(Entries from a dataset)
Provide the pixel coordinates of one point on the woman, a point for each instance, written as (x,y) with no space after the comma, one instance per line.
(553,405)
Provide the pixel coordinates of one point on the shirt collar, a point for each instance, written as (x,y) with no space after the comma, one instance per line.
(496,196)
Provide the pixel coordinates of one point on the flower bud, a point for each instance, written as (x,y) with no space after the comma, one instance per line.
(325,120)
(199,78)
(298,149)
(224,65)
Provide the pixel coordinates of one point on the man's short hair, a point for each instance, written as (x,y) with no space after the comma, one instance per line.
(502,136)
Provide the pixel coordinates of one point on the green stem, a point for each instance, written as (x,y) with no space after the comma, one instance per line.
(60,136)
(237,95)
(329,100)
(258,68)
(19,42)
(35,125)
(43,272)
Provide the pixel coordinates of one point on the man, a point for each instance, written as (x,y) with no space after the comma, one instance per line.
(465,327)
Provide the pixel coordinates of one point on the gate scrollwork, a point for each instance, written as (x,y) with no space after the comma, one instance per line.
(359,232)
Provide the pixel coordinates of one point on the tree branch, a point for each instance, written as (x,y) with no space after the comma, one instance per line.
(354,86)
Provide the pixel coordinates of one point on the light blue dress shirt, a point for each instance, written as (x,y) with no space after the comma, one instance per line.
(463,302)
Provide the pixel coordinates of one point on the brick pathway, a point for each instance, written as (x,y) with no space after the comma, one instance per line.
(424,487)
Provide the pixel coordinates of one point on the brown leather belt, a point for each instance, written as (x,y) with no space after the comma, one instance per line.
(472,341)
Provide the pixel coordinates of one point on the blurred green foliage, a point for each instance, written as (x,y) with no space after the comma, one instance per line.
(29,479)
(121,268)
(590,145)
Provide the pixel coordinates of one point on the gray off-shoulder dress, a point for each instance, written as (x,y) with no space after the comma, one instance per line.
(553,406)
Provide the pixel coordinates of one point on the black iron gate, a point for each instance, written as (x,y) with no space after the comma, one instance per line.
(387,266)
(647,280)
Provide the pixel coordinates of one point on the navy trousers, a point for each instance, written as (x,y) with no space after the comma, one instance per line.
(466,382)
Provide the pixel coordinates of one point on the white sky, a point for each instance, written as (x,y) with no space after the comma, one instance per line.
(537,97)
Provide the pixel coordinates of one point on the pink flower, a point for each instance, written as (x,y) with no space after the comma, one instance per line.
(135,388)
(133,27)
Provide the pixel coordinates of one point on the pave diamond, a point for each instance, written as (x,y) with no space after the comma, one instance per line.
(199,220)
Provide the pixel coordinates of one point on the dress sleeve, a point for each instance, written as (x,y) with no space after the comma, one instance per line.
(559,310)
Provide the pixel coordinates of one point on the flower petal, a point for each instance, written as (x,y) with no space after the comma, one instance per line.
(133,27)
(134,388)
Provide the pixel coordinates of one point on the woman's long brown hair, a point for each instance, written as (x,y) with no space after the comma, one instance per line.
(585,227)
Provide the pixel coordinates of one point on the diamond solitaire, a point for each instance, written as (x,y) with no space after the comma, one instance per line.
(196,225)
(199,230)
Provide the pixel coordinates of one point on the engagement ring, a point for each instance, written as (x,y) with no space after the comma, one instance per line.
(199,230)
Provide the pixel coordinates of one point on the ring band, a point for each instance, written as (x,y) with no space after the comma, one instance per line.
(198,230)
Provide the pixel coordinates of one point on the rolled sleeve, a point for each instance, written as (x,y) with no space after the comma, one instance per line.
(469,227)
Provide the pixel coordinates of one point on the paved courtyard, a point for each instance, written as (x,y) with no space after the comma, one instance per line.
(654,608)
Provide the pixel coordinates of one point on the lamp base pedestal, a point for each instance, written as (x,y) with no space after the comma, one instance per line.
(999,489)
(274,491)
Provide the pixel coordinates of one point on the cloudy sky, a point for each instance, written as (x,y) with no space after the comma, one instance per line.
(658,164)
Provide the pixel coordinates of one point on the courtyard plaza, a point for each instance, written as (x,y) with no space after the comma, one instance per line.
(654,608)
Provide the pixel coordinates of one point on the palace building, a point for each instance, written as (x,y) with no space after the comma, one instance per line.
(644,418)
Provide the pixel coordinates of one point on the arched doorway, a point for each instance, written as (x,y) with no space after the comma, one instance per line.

What you will do: Return each entry from above without altering a single character.

Task result:
Provide the pixel coordinates of one point on the woman, a point for each instance, written as (x,y) with no space after the comma, one instance per line.
(553,405)
Provide the pixel coordinates of one point on the shirt collar, a point for each instance, written as (x,y) with no space after the comma, one instance per line.
(496,196)
Provide the pixel coordinates of one point on the flower bud, a point for each instance, written as (x,y) with no space after the comma, one instance per line.
(325,120)
(199,78)
(298,149)
(224,65)
Provide the pixel coordinates of one point on the man's short hair, a point for each instance, written as (x,y) with no space after the comma, one instance per line.
(502,136)
Provide the pixel coordinates of one point on the green stem, a point for each instance, written as (x,y) with no space after the comma, one instance per line.
(60,136)
(237,95)
(329,100)
(258,68)
(19,42)
(35,125)
(43,272)
Provide the pixel coordinates of one point on the man, a point for each instance, written as (x,y) with no space after the comma, one instance per line.
(465,327)
Provide the pixel coordinates of one point on the gate scrollwork, a point for each instance, written as (x,y) with no space after the comma, one instance per line.
(359,232)
Provide the pixel coordinates of one point on the tree branch, a point for each instance, written as (x,y) with no space after the comma, one instance per line.
(354,86)
Provide the pixel coordinates of one point on the light blue dress shirt, a point for each instance, written as (x,y) with no space after the comma, one instance per line.
(463,302)
Provide the pixel coordinates of one point on the brick pathway, a point for each instance, written as (x,y) with no space after the comma, one instance per line.
(424,487)
Provide the pixel coordinates of one point on the brown leather belt, a point for each instance, written as (x,y) with no space after the comma, one instance per line.
(472,341)
Provide the pixel coordinates of one point on the blurred green foliage, a point for each instance, written as (x,y) with no space after the comma, one instance per line.
(29,479)
(121,268)
(590,145)
Provide the pixel coordinates of one point on the gray off-shoulder dress, a point for each instance, written as (x,y) with no space after the comma, one instance per line.
(553,406)
Provide the pixel coordinates of one point on the black iron gate, a point for each instance, written as (x,y) with no space after the comma, one instance per line.
(387,266)
(647,280)
Provide the pixel coordinates of one point on the navy trousers, a point for each instance, written as (x,y) with no space after the comma, one instance per line.
(466,382)
Provide the pixel coordinates of one point on the white sky, a point for each instance, written as (x,y) with no space after the comma, one instance per line.
(537,97)
Provide the pixel coordinates of one point on the pink flower, a point for each instance, written as (x,y) with no space after the comma, one instance per line.
(135,388)
(133,27)
Provide the pixel coordinates of one point on the pave diamond, a point for each instance, written as (x,y) with no space after the comma, one instance per line.
(199,220)
Provide the pixel coordinates of one point on the dress sleeve, a point for each instance, written as (x,y) with no space after the comma, one instance per line.
(559,310)
Provide the pixel coordinates of one point on the flower petal, a point for each instance, written as (x,y) with no space after the comma, one instance per line.
(133,27)
(134,388)
Provide the pixel coordinates of one point on the woman's long brown hair, a point for each instance, written as (x,y) with no space after the comma, one instance per line.
(585,227)
Provide the pixel coordinates of one point on the diamond solitaire, a point for each instance, written as (x,y) with no space after the comma, one instance per line.
(196,225)
(199,230)
Provide the pixel coordinates of one point on the engagement ring, a point for each instance, written as (x,y) with no space after the comma, one instance per line.
(199,230)
Provide the pixel coordinates of one point on the ring band, a point for each instance, written as (x,y) with no space after the comma, one instance per line.
(198,230)
Provide the pixel coordinates of one point on the rolled sleeve, a point for each instance, written as (x,y) with no space after the comma, one instance per line.
(469,227)
Provide the pixel coordinates of one point on the paved courtyard, a point for each instance, written as (x,y) with no space after the comma, one instance per line.
(654,608)
Provide the pixel coordinates of one point on the lamp base pedestal, a point for each instance, written as (x,y) with no space after the comma, one instance per line.
(999,489)
(274,491)
Provide the pixel coordinates of one point on the cloudy sky, a point for each instance, written as (x,y) with no space after the comma, one instance per line.
(658,164)
Provide the pixel coordinates of one point on the courtyard plaza, a point for each instance, written as (x,y) with no space after the comma, one instance per line.
(654,608)
Provide the pixel coordinates of one point on the palace building, a point for each instance, written as (x,y) with no space after the comma, one instance per line.
(644,418)
Provide the pixel coordinates of one point on the arched doorway, a point for each instance, written as (x,y) with no space after the comma, one instance per line.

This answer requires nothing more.